Excerpt provided
--------------------------------

Caregiver Tips When Caring for Someone with Alzheimer’s or Memory Issues
Are you caring for a family member with Alzheimer’s disease or a related dementia? It can take more strength and patience than you ever imagined. Whether you've been a caregiver for years or you're just learning to cope with the disease, look to friends, family and community resources for support.
As you care for a person with Alzheimer's disease, consider practical strategies for communicating and keeping him or her safe. At the same time, understand that your challenges will likely grow as the end of life approaches. Consider ways to prepare for the tough choices ahead.
As a caregiver, it's also important to remember your own needs. Ask for help when you need it and pay attention to warning signs of caregiver stress. Below are some helpful tips when dealing with daily challenges you may encounter as a caregiver.
Bathing can be a confusing experience for a person who has Alzheimer’s or dementia. Having a routine can help. Try to:
· Make the bath comfortable; make sure the bathroom is warm and well-lit. Possibly play soft music to promote relaxation.
· Help your loved one feel in control; Explain each step of the bathing process as you go.

--------------------------------

Input data
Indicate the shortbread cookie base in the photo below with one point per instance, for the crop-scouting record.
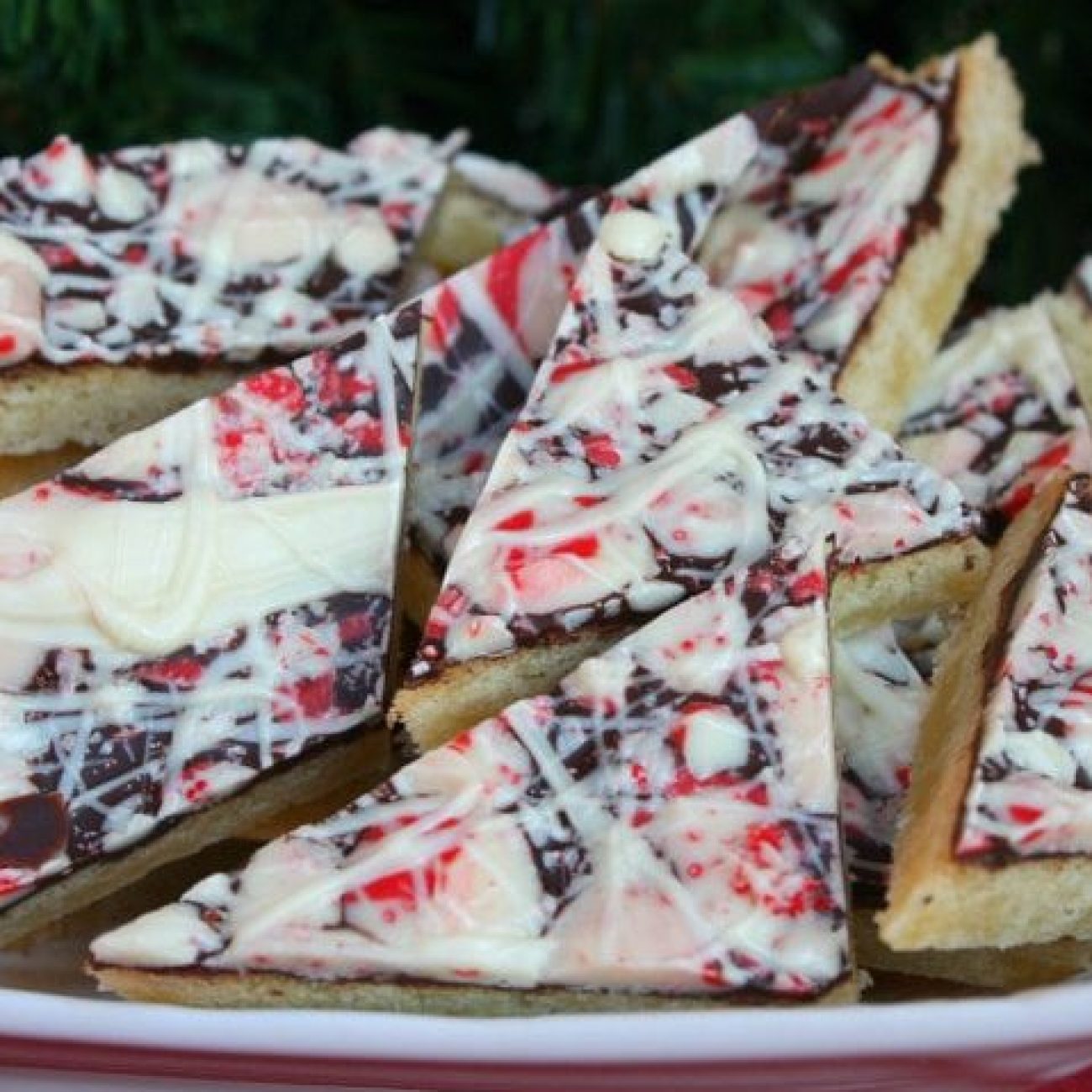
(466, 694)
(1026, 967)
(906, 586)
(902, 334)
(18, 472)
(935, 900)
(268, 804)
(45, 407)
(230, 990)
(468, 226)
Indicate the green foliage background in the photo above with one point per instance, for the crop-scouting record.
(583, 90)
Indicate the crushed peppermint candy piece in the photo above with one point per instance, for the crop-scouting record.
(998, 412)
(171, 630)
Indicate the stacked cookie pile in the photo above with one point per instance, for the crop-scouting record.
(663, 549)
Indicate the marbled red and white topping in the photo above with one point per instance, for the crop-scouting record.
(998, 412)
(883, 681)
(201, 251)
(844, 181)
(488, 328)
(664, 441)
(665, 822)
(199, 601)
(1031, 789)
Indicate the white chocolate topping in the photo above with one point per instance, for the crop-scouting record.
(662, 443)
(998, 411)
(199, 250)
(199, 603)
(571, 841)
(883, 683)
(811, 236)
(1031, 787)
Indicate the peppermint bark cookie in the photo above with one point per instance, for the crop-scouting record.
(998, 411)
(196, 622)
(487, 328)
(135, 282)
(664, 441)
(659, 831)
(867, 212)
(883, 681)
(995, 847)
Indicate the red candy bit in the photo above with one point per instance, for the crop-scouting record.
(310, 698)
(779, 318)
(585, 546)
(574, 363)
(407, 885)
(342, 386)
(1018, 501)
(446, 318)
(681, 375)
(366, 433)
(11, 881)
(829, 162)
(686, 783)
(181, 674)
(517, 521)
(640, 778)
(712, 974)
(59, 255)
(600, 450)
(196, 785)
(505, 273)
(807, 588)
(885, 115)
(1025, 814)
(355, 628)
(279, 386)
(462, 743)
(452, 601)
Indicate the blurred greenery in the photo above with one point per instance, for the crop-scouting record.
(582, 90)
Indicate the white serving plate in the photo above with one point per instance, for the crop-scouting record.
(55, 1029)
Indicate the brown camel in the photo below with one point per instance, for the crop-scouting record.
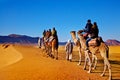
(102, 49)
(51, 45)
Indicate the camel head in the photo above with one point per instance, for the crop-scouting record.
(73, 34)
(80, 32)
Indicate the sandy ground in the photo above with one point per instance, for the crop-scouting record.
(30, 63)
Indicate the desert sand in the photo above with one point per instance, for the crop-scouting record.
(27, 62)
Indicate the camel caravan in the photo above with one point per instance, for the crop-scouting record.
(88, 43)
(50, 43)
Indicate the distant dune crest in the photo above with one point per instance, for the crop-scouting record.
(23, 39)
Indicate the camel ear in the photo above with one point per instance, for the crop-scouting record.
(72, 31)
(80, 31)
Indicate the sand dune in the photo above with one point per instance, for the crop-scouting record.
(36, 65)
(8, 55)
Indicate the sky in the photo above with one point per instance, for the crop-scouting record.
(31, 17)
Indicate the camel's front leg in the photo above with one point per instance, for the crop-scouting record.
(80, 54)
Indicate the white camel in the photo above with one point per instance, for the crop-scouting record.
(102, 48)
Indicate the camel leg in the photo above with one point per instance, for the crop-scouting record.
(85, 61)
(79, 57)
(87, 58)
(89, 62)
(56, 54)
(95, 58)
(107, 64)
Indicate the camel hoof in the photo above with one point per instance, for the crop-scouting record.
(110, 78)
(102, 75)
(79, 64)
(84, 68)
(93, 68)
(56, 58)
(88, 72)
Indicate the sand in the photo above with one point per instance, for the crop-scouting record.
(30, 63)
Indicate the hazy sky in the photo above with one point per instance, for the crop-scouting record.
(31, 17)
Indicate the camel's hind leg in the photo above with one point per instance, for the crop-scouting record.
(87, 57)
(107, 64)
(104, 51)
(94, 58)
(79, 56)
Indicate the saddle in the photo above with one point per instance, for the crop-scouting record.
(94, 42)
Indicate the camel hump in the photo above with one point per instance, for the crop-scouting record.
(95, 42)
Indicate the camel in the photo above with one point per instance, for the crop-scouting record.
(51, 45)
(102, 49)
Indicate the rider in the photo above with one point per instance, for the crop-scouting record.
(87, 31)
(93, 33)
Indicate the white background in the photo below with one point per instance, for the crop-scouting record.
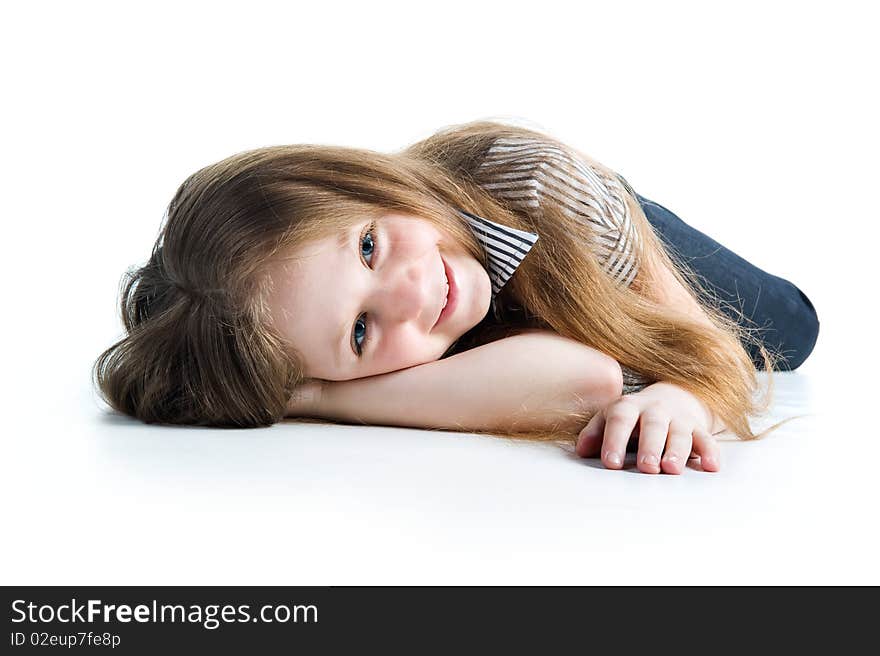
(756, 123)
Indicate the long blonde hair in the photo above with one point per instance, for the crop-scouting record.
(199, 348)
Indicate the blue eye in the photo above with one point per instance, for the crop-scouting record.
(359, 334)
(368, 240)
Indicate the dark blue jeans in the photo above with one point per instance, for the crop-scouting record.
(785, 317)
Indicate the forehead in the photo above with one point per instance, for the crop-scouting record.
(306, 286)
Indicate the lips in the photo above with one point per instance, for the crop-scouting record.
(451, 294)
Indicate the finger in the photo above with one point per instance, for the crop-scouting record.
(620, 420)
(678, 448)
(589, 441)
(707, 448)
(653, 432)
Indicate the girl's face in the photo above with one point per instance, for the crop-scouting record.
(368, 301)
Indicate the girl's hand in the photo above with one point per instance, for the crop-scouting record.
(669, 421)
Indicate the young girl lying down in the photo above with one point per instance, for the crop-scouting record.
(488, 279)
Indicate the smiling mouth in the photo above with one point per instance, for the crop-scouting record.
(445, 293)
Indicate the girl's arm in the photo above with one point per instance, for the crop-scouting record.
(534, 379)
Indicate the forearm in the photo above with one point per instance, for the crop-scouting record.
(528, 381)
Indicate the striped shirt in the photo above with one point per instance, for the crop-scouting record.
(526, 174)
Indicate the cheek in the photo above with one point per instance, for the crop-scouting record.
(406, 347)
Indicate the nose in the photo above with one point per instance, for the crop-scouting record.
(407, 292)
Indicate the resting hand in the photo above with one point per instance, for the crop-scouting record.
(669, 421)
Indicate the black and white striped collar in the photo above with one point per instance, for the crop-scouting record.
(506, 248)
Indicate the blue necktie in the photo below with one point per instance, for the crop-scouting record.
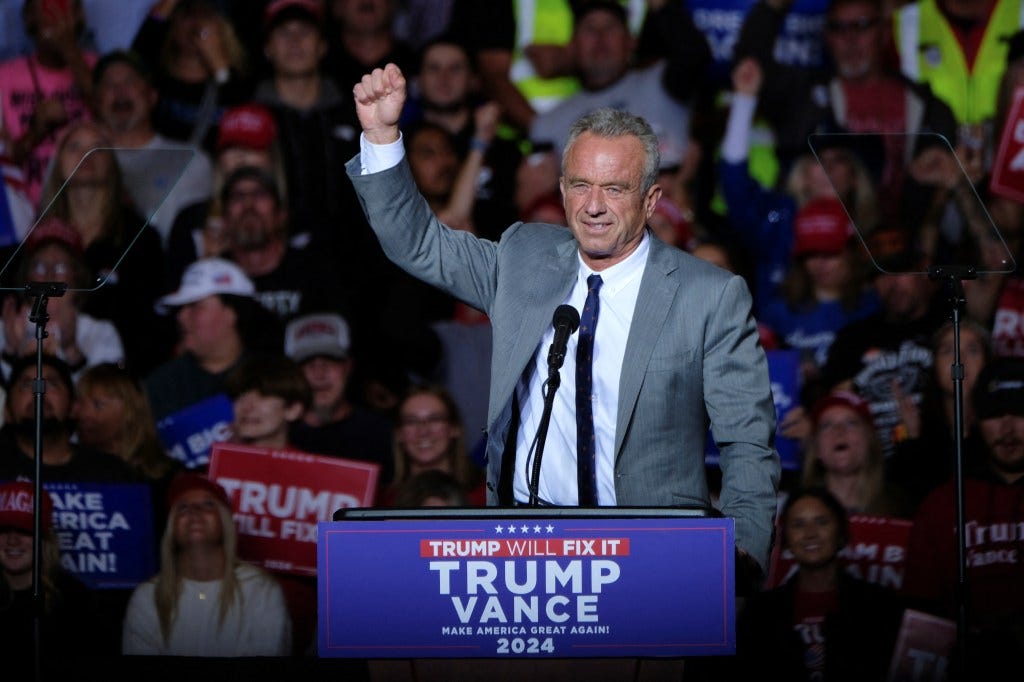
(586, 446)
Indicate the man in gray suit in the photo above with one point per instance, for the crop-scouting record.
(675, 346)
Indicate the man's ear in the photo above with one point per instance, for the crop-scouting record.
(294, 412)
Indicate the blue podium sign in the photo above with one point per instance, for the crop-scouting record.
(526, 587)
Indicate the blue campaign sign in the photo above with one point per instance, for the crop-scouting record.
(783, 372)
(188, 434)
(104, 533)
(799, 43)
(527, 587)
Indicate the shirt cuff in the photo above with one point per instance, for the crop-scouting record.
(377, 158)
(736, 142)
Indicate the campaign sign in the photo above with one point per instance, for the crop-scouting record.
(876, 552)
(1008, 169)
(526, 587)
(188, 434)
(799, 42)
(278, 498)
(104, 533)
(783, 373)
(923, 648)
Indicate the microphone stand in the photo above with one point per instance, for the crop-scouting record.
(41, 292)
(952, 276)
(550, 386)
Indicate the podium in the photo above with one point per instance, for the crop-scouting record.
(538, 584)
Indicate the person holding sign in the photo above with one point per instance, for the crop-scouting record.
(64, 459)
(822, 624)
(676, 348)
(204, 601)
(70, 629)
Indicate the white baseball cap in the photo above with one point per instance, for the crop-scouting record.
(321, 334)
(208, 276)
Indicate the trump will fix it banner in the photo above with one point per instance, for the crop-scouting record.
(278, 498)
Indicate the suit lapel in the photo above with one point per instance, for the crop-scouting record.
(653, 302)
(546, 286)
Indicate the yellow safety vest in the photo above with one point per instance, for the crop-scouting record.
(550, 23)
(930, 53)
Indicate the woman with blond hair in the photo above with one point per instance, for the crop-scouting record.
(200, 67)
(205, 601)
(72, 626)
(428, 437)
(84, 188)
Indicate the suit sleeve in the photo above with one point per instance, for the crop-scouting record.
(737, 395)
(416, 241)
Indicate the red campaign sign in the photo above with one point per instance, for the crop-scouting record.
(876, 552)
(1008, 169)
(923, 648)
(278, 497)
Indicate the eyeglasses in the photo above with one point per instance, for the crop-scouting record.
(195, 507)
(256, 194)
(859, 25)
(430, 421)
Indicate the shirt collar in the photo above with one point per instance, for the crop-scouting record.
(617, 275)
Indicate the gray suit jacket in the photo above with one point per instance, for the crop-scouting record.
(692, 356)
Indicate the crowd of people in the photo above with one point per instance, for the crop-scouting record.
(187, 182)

--------------------------------

Exercise requirements
a) What do the caregiver tips say to make sure of about the bathroom?
b) Say whether each statement agrees with the caregiver tips, and quote the words that decide it: (i) A routine can help with bathing. (ii) A caregiver's challenges will likely lessen as the end of life approaches. (iii) Lively music is suggested during the bath.
c) Write the next part of the caregiver tips.
The records have nothing to do with the caregiver tips.

Answers
a) That it is warm and well-lit.

b)
(i) Yes: "Having a routine can help."
(ii) No: "your challenges will likely grow as the end of life approaches."
(iii) No: "Possibly play soft music to promote relaxation."

c)
· Never leave a confused or frail person alone during bathing; Have your supplies ready and set-up before you start the bathing process.
· Alternate full baths or showers with sponge baths; A full shower or bath two to three times a week is enough. In between, wash your loved one’s face, hands, feet, underarms, and genitals with a washcloth or sponge.
The physical and mental impairment of Alzheimer’s can make dressing a frustrating experience.
· Provide direction; Lay out pieces of clothing in the order they should be put on. Or try handing the clothing one piece at a time as you provide simple dressing instructions.
· Limit choices; Put away some clothes in another room. Too many choices can complicate decision-making.
· Make it easy; you might replace shoe laces, buttons, and buckles with fabric fastening tape or large zipper pulls.
A person who has Alzheimer’s might not remember when he or she last ate; or why it is important to eat. To ease challenges that eating might pose:
· Eat at regular times; Don’t rely on your loved one to ask for food. He or she might not respond to hunger or thirst.
· Offer foods one at a time; Place just one type of food on the plate at a time. You could also offer several small meals throughout the day rather than three larger ones.
· Cut foods into bite-sized portions; Finger foods are even better.